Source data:
Content starts

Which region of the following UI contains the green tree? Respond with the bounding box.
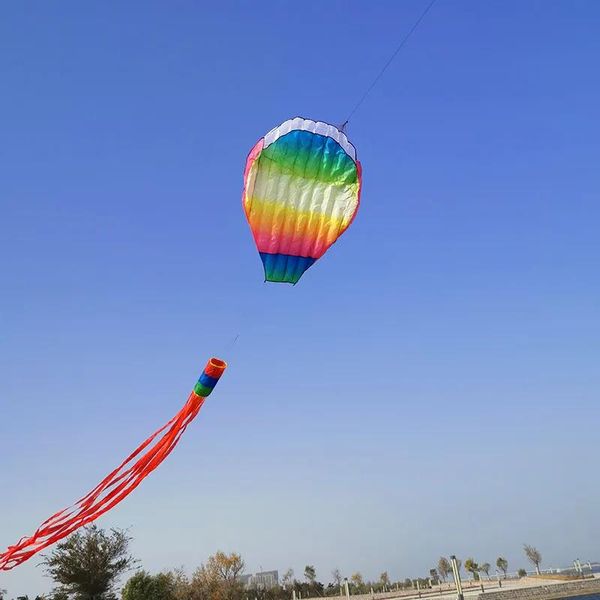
[122,571,179,600]
[350,572,364,592]
[282,569,294,589]
[480,563,491,579]
[429,569,439,584]
[43,525,136,600]
[380,572,390,590]
[0,589,6,600]
[331,569,342,587]
[464,558,480,581]
[438,557,451,583]
[496,557,508,579]
[304,565,317,585]
[523,545,542,575]
[518,569,527,578]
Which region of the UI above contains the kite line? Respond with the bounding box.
[343,0,439,126]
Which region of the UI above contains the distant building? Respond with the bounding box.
[238,570,279,589]
[238,574,252,586]
[252,570,279,589]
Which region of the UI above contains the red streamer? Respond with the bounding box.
[0,391,206,571]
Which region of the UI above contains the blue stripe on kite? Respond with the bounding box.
[199,373,218,388]
[260,253,316,284]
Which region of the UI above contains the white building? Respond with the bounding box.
[242,570,279,589]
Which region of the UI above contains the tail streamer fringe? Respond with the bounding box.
[0,357,227,571]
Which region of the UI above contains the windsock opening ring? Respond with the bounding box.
[209,357,227,370]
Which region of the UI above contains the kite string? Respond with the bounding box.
[219,279,271,365]
[343,0,439,126]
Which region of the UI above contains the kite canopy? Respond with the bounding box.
[243,117,362,284]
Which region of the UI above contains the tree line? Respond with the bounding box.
[432,545,542,585]
[0,526,545,600]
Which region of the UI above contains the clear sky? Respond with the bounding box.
[1,1,599,596]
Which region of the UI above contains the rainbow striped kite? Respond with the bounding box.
[243,117,362,284]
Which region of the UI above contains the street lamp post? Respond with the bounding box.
[450,556,464,600]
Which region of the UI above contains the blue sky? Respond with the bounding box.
[1,0,599,596]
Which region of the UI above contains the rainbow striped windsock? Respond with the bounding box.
[193,357,227,397]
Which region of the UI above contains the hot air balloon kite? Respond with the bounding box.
[243,117,362,284]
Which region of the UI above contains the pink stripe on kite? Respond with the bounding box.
[253,229,331,259]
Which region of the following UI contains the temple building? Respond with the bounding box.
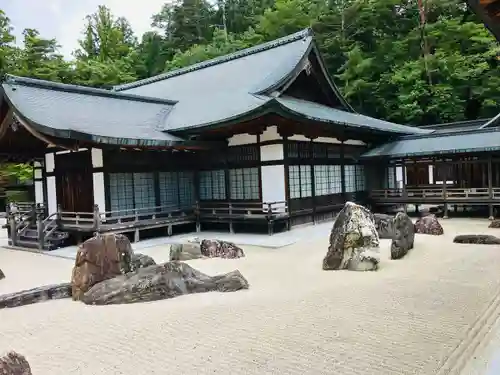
[1,28,498,249]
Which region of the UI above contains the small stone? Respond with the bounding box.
[169,242,203,261]
[0,268,4,280]
[0,283,72,309]
[131,253,156,271]
[0,351,32,375]
[201,240,245,258]
[489,220,500,229]
[323,202,380,271]
[453,234,500,244]
[373,213,394,239]
[414,215,444,235]
[391,212,415,260]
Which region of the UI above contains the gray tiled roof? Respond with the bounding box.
[116,30,315,131]
[276,96,431,135]
[362,128,500,158]
[2,75,188,147]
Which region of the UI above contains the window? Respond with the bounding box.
[133,172,156,210]
[355,165,365,191]
[229,167,259,200]
[108,173,134,216]
[159,172,178,208]
[178,171,195,207]
[387,167,396,189]
[344,165,356,193]
[289,165,312,199]
[314,165,342,196]
[199,170,226,200]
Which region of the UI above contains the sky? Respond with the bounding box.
[3,0,168,58]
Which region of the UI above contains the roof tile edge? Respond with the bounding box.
[3,74,178,105]
[114,28,314,92]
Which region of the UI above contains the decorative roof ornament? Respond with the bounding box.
[304,59,312,76]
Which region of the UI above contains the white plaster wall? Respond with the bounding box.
[289,134,310,142]
[261,165,286,207]
[34,169,42,179]
[314,137,341,144]
[34,181,44,204]
[45,153,55,173]
[260,144,284,162]
[46,176,57,214]
[260,126,282,142]
[396,166,406,188]
[91,148,104,168]
[93,172,106,211]
[428,165,434,184]
[228,133,257,146]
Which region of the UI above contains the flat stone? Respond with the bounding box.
[373,213,394,239]
[81,261,249,306]
[453,234,500,245]
[201,239,245,258]
[391,212,415,260]
[169,241,203,261]
[0,282,72,309]
[323,202,380,271]
[414,215,444,235]
[0,352,32,375]
[71,234,134,301]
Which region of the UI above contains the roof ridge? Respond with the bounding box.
[3,75,177,105]
[401,125,500,140]
[419,118,490,128]
[114,28,314,92]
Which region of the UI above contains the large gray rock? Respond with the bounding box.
[0,352,32,375]
[82,261,249,305]
[373,213,394,239]
[323,202,380,271]
[453,234,500,244]
[0,283,72,309]
[391,212,415,259]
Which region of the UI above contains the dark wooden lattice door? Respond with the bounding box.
[55,151,94,213]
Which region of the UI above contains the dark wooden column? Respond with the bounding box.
[442,160,448,219]
[401,161,407,214]
[309,138,316,224]
[488,155,494,220]
[340,140,346,201]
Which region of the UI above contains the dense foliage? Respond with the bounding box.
[0,0,499,126]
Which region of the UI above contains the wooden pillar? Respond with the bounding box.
[401,161,407,214]
[309,139,316,224]
[340,140,346,201]
[443,161,448,219]
[488,155,494,220]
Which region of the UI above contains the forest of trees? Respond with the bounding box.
[1,0,500,127]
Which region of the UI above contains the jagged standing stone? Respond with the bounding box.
[131,253,156,271]
[414,215,444,235]
[391,212,415,259]
[0,268,4,280]
[201,239,245,258]
[0,352,32,375]
[323,202,380,271]
[71,233,134,301]
[373,213,394,239]
[82,261,249,306]
[453,234,500,244]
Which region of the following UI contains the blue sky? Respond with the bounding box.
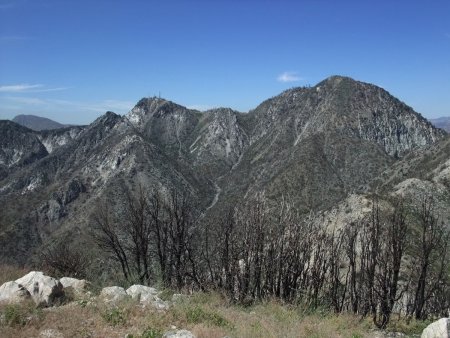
[0,0,449,124]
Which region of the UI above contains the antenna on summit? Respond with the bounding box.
[158,91,161,99]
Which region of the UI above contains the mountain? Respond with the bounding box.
[430,116,450,132]
[211,76,443,213]
[12,114,70,131]
[0,75,447,265]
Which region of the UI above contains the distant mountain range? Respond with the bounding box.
[12,114,71,131]
[430,116,450,132]
[0,75,449,266]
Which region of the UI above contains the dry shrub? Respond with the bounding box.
[0,265,29,285]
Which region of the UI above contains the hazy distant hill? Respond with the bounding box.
[12,114,69,131]
[430,116,450,132]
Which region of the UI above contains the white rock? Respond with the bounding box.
[126,284,158,302]
[163,329,196,338]
[126,284,169,310]
[100,286,128,303]
[421,318,450,338]
[59,277,87,295]
[152,297,170,310]
[0,281,32,304]
[15,271,64,307]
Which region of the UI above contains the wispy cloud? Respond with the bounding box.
[0,84,43,92]
[5,96,46,105]
[277,72,302,83]
[0,84,68,93]
[1,95,134,114]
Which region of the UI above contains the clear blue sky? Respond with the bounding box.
[0,0,449,124]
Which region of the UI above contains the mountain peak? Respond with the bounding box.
[12,114,68,131]
[322,75,355,83]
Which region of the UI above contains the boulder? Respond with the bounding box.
[15,271,64,306]
[99,286,128,303]
[421,318,450,338]
[126,284,158,302]
[59,277,87,295]
[0,281,32,304]
[163,329,196,338]
[126,284,169,310]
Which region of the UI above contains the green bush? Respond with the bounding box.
[140,327,163,338]
[185,306,231,328]
[102,307,127,326]
[0,302,44,327]
[2,304,27,326]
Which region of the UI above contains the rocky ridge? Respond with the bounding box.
[0,75,447,265]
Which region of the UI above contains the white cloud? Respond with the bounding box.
[0,84,43,92]
[5,96,46,105]
[277,72,302,83]
[0,84,67,93]
[1,96,134,114]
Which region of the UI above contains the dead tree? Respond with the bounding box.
[410,196,449,320]
[91,201,132,282]
[373,200,408,328]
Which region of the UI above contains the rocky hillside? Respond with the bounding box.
[0,75,447,265]
[212,76,445,213]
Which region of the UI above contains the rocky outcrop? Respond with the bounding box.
[99,286,129,303]
[126,284,169,309]
[59,277,87,296]
[0,281,32,304]
[15,271,64,306]
[421,318,450,338]
[126,284,157,301]
[37,126,84,153]
[0,121,48,180]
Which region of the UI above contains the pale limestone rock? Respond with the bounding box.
[421,318,450,338]
[100,286,128,303]
[125,284,158,302]
[59,277,87,295]
[125,284,169,310]
[0,281,31,304]
[15,271,64,307]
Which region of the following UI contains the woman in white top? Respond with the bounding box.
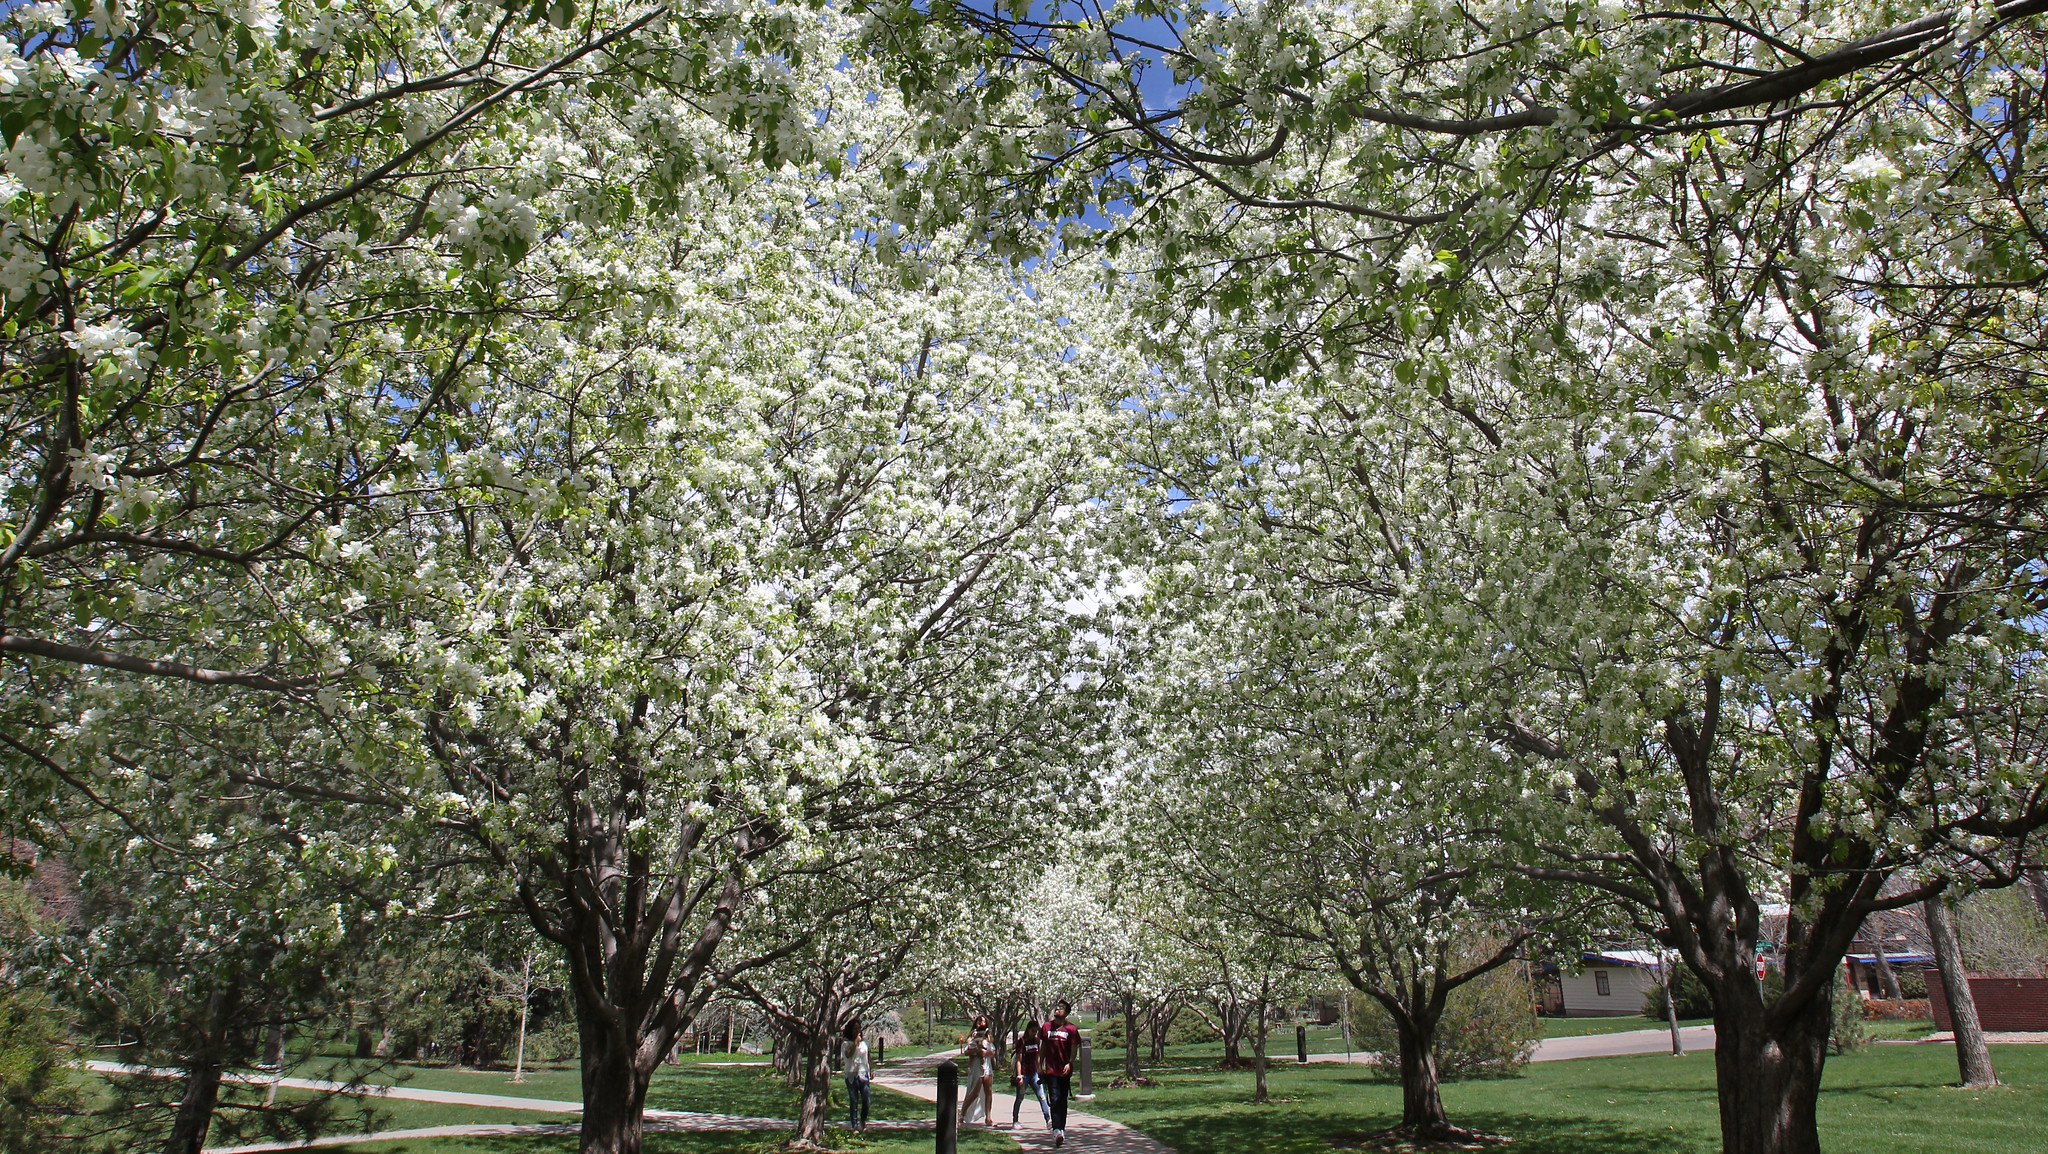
[961,1015,996,1125]
[842,1020,872,1132]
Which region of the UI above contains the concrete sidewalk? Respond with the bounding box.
[90,1060,935,1153]
[876,1056,1175,1153]
[1301,1024,1718,1065]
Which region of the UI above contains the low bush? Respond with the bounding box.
[1897,969,1929,1000]
[1861,998,1931,1021]
[1830,976,1869,1054]
[1641,965,1715,1021]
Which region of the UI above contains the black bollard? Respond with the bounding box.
[936,1059,959,1154]
[1296,1024,1308,1064]
[877,1034,886,1065]
[1077,1035,1094,1098]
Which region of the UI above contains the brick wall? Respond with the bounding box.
[1927,977,2048,1032]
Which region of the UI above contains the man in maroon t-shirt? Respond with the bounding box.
[1038,1000,1083,1147]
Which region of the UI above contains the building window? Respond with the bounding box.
[1594,971,1611,996]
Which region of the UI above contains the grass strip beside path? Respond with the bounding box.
[1079,1043,2048,1154]
[314,1127,1021,1154]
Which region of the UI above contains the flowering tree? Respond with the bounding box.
[1127,599,1578,1133]
[891,6,2048,1152]
[0,0,817,690]
[15,681,414,1154]
[719,856,965,1146]
[339,93,1126,1147]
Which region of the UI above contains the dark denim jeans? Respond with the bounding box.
[1043,1073,1071,1131]
[845,1074,871,1129]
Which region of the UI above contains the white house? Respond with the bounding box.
[1557,950,1664,1017]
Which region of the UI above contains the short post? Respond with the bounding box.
[1296,1023,1309,1065]
[876,1034,886,1065]
[1076,1035,1094,1099]
[936,1059,958,1154]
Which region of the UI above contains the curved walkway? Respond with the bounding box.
[88,1060,932,1153]
[875,1051,1175,1154]
[1302,1024,1719,1065]
[204,1116,936,1153]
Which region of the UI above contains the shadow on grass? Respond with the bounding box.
[1122,1110,1710,1154]
[331,1129,1014,1154]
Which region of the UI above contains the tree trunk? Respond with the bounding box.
[513,961,532,1083]
[1393,1019,1449,1136]
[576,998,659,1154]
[2022,866,2048,924]
[1707,982,1832,1154]
[1250,995,1269,1104]
[1148,1002,1176,1063]
[161,1062,224,1154]
[1870,946,1903,1001]
[1219,997,1245,1065]
[1120,990,1141,1082]
[1925,893,1997,1088]
[578,1038,654,1154]
[791,1027,837,1146]
[1660,955,1685,1056]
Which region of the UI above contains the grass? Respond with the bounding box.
[1539,1017,1711,1039]
[1864,1018,1938,1043]
[318,1127,1020,1154]
[1076,1041,2048,1154]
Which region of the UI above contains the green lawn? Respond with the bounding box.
[1864,1019,1938,1043]
[1539,1017,1711,1039]
[1079,1043,2048,1154]
[319,1127,1018,1154]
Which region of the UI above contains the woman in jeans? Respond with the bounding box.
[1010,1019,1051,1130]
[842,1020,872,1133]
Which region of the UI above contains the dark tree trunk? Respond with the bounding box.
[161,1062,224,1154]
[1147,1001,1178,1063]
[1217,997,1246,1065]
[1706,980,1832,1154]
[791,1026,837,1146]
[577,1021,655,1154]
[1925,893,1997,1088]
[572,976,671,1154]
[1393,1019,1449,1136]
[1120,991,1141,1082]
[1250,994,1270,1104]
[263,1021,286,1068]
[162,983,239,1154]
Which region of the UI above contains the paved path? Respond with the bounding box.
[91,1060,933,1152]
[1300,1025,1717,1066]
[1532,1025,1715,1060]
[876,1052,1175,1153]
[87,1061,588,1114]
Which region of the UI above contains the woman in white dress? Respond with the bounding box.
[961,1015,996,1125]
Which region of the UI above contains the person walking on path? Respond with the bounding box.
[842,1021,872,1133]
[1011,1019,1051,1131]
[1040,1001,1083,1148]
[961,1016,997,1126]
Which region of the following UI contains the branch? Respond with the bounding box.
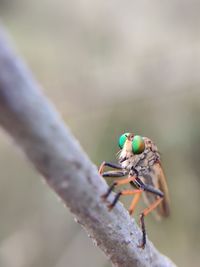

Content ends

YOUR TASK: From the line containing "Which region of the UI above contains the person" through the last line of the records above, reproduce every line exactly, leaving out the pictures.

SOLUTION FOR THIS EXERCISE:
Which region of the UI above contains the person walking on path? Respond with the bounding box.
[842,1021,872,1133]
[1011,1019,1051,1131]
[1040,1001,1083,1148]
[961,1016,997,1126]
Which region of the following UI contains the branch? Respond with the bounding box.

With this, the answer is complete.